* TEKS BACAAN

════

Kalau kita mengamati lebih cermat lagi mengenai keharaman sesuatu, kita juga akan mendapatkan dua wajah yang ambigu dari hukum haram narkoba (narkotika dan obat-obatan). Keharaman narkoba sesungguhnya ada dalam konteks dan situasi tertentu. Kita sudah sering mendengar dan menyaksikan orang-orang yang kecanduan narkoba sehingga mereka menjadi ‘sakit”. Saya mengakui bahwa dalam konteks ini narkoba memang membahayakan kehidupan seseorang.
Tetapi harus diingat pula bahwa narkoba bisa menjadi halal dan berguna di dunia pengobatan ilmiah seperti untuk membius sewaktu penderita dibedah (anestesi), untuk terapi psikologis, dan lain lain. Hal tersebut membuktikan bahwa narkoba menjadi barang yang berguna dan bermanfaat bagi kehidupan dan kesehatan walaupun harus dengan catatan penggunaan narkoba dengan dosis yang tepat sesuai kondisi. Ketepatan dosis ini telah diuji dengan pengamatan empiris melalui penelitian yang ketat sedemikian rupa sehingga tidak membahayakan tubuh manusia.

════

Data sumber

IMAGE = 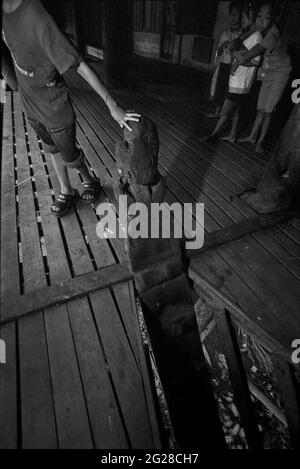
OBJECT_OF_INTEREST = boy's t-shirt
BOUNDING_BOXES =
[229,31,262,94]
[2,0,83,128]
[259,24,292,81]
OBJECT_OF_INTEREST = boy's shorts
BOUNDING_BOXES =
[28,118,82,168]
[257,76,289,113]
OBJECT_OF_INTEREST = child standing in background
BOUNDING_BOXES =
[207,1,242,118]
[202,5,262,143]
[236,1,292,153]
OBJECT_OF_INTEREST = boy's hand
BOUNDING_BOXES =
[107,100,141,130]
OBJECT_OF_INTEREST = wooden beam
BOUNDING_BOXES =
[188,268,291,360]
[272,353,300,449]
[0,262,132,325]
[215,310,263,449]
[186,211,297,258]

════

* SOAL LATIHAN
Lanjutkan bacaan tentang hukum haram dan halalnya narkoba mulai setelah kalimat terakhirnya.

* JAWABAN TUGAS
Masih ada contoh-contoh lain yang bisa diberikan. Semua hal ini mengindikasikan bahwa sebuah hal atau benda bisa berperilaku bak 2 sisi mata pedang seperti racun ular atau bisa laba-laba yang disatu sisi dapat membunuh manusia tapi sisi lain dapat digunakan untuk terapi penyakit kanker atau bahkan obat stroke, ini tergantung dosis yang diberikan serta sedikit perekayasaan.
Kebenaran dari realita ini bagi para pengikut anti narkoba atau pengikut Islam fanatik semoga dapat menghentikan atau setidaknya menurunkan fanatisme buta dan dogma buta yang mereka bela. Semoga juga kaum penganut faham “fiqihah” dapat mengambil hikmah dari penjelasan tersebut.
saya salut dengan suluh, keren banget deh pemikirannya. dulu aku juga berfikir bahwa banyak sekali ayat2 dalam alqur’an yang saling vertentangan didalam alqur’an dan ini membuat aku menyangsikan kebenaran alqur’an.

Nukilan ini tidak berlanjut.